TO DO: Identify every line in the entries below that contains the string "covered", matching case exactly, and copy each of those lines.

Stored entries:
- - -

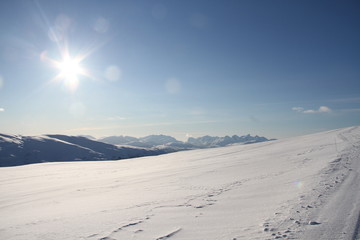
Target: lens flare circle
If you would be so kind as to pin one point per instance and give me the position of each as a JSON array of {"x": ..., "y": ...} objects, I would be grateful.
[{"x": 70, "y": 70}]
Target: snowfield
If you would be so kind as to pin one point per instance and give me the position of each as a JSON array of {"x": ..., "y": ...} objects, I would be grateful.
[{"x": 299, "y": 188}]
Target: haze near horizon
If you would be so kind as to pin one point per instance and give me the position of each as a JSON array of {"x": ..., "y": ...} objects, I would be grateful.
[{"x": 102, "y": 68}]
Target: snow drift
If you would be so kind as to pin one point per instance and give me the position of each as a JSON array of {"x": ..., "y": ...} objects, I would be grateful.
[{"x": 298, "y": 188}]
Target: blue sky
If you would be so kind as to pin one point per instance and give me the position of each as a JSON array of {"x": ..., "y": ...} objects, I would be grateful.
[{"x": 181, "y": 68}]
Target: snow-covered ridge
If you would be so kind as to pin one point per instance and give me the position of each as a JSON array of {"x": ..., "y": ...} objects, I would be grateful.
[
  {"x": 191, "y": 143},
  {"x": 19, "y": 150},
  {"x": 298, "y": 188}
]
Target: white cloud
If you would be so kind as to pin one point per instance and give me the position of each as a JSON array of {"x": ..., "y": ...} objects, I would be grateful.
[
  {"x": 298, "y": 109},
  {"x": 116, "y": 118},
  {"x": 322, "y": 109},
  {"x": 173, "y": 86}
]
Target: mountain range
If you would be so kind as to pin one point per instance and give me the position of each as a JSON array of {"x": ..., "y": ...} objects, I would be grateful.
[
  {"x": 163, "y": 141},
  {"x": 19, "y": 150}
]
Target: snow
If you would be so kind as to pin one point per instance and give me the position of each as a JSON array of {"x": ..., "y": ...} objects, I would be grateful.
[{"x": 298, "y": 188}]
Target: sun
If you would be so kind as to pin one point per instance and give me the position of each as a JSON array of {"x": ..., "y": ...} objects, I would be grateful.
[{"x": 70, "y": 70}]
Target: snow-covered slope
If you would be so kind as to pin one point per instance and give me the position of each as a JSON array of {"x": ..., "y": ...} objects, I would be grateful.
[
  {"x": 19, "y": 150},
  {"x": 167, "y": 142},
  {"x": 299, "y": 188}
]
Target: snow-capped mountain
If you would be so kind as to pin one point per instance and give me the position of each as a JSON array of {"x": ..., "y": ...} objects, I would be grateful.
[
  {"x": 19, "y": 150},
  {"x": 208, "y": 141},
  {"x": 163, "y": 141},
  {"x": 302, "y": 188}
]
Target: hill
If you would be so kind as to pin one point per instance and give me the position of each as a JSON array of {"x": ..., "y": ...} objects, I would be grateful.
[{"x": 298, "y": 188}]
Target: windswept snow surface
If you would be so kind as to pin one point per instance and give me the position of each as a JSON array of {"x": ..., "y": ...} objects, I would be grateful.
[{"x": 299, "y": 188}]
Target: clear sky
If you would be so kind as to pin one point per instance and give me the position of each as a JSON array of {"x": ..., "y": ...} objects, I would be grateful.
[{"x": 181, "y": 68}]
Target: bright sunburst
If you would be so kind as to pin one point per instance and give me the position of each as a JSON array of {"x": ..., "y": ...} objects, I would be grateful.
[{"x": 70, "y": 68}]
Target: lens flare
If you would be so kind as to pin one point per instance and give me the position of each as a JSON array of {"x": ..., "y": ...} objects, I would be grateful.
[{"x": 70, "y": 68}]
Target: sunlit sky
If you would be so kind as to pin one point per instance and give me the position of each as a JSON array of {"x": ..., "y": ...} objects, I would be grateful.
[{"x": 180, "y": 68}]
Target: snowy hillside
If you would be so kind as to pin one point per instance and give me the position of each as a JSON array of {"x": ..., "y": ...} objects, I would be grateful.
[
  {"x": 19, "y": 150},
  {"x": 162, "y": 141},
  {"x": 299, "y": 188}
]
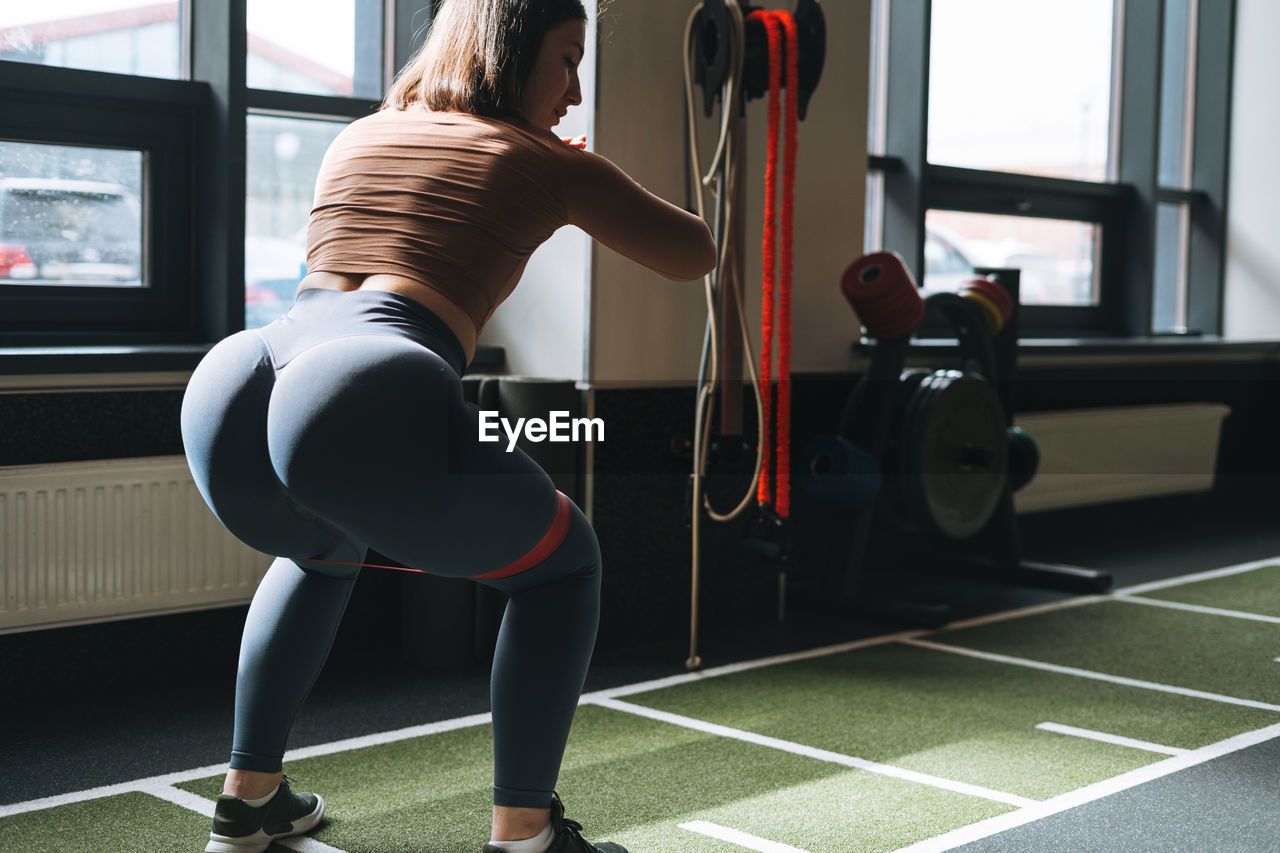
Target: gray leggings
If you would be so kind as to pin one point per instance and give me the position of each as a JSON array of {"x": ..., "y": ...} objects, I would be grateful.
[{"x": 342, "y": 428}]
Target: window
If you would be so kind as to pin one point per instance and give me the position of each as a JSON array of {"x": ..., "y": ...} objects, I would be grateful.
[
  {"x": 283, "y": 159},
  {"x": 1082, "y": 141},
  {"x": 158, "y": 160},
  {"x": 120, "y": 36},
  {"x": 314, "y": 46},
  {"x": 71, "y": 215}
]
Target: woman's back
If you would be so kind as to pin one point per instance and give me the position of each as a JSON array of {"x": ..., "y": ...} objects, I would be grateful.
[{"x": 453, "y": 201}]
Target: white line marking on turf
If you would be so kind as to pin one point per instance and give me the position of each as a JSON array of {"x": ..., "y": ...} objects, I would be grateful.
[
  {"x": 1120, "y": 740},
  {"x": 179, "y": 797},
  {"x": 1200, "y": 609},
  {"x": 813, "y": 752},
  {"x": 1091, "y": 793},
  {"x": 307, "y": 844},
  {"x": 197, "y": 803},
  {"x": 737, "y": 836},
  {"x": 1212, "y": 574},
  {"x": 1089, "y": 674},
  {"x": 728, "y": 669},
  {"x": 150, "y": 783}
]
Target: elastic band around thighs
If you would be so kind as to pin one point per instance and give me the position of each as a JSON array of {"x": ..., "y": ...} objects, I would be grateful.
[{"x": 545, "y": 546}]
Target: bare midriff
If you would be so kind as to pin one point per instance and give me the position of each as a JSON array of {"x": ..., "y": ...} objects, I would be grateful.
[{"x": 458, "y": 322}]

- - -

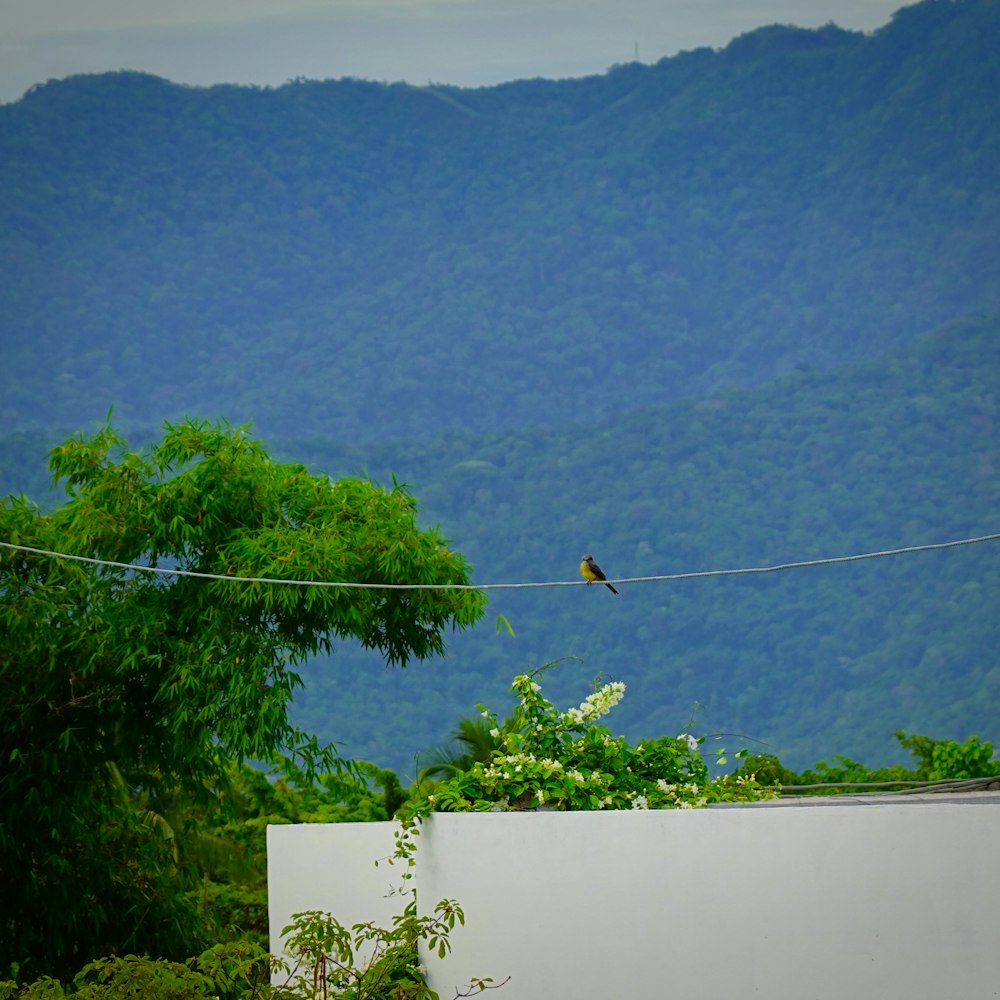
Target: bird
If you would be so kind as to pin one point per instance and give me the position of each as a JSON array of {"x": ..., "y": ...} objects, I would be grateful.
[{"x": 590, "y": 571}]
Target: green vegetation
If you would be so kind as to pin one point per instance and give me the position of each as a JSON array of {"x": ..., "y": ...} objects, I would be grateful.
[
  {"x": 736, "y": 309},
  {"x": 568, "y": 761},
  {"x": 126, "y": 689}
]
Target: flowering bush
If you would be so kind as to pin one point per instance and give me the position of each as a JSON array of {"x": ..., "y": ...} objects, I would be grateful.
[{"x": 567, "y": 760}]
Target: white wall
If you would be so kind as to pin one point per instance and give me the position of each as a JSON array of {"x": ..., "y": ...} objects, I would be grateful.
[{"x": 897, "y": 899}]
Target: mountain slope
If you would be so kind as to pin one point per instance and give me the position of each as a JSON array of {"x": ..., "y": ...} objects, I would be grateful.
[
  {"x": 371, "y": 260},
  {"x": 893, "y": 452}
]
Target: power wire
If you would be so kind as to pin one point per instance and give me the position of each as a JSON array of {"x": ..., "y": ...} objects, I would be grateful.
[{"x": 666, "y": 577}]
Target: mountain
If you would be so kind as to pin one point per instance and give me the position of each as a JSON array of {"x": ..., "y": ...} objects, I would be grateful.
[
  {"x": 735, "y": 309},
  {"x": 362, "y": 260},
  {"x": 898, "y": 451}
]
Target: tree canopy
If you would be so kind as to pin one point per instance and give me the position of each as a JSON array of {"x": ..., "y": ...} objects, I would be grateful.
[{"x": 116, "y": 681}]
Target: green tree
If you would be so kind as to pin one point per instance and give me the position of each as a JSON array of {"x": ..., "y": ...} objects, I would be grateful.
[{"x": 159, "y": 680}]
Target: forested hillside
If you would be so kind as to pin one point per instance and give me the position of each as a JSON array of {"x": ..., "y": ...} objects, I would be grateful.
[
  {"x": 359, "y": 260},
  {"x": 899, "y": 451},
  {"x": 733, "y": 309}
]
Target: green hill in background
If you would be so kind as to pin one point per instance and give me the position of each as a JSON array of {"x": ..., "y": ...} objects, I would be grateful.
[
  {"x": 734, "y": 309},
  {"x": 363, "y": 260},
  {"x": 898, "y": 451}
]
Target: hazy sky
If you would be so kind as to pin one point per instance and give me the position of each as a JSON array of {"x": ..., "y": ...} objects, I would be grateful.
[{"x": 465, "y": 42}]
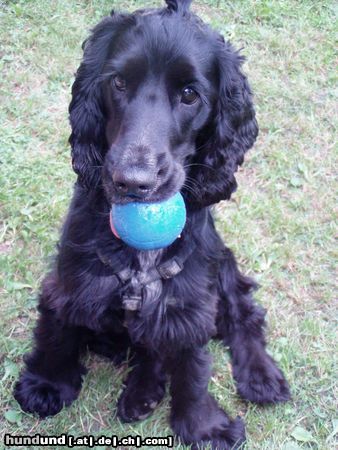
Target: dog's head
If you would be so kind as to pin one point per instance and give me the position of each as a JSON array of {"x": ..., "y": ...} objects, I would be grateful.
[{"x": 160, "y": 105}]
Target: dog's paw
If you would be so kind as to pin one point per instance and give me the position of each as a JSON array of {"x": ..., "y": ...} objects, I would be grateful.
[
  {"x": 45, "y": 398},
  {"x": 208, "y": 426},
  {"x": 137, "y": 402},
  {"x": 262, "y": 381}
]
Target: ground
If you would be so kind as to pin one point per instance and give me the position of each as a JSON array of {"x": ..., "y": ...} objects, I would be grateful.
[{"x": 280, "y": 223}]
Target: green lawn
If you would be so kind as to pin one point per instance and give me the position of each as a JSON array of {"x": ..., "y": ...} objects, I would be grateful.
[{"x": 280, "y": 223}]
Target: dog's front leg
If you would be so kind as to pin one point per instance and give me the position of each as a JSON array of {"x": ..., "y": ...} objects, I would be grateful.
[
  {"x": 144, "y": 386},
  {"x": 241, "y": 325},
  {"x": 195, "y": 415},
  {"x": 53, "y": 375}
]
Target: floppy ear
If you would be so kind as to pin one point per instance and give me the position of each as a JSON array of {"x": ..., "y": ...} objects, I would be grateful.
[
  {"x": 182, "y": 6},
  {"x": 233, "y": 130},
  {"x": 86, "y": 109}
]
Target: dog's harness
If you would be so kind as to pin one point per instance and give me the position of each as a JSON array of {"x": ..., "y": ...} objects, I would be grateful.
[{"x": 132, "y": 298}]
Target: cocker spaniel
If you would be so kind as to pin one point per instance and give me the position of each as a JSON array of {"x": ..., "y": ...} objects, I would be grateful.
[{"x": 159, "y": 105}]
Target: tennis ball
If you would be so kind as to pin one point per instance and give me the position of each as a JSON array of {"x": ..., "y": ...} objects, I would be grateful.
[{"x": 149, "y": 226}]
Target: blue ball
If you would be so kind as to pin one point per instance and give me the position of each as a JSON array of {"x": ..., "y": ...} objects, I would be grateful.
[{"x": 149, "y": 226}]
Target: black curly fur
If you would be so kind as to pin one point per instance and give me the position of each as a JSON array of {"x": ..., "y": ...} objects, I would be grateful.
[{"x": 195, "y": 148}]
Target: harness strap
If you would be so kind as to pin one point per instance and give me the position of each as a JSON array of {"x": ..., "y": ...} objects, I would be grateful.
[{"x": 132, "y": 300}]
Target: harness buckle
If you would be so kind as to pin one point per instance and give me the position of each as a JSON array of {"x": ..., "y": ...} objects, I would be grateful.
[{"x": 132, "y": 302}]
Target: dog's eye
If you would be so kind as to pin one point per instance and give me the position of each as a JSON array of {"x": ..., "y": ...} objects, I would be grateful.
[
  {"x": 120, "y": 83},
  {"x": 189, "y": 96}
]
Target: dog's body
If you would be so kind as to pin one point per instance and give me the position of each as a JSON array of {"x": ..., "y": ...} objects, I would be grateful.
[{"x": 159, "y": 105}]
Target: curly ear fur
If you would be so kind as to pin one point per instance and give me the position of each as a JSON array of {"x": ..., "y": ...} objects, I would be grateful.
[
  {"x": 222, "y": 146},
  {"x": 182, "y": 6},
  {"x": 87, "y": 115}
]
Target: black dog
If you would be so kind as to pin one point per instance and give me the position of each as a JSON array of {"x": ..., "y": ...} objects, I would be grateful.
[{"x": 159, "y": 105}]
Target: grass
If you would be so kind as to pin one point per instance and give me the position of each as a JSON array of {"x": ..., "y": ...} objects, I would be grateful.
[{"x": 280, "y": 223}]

- - -

SOLUTION FOR THIS EXERCISE:
Target: snow-covered ridge
Target: snow-covered slope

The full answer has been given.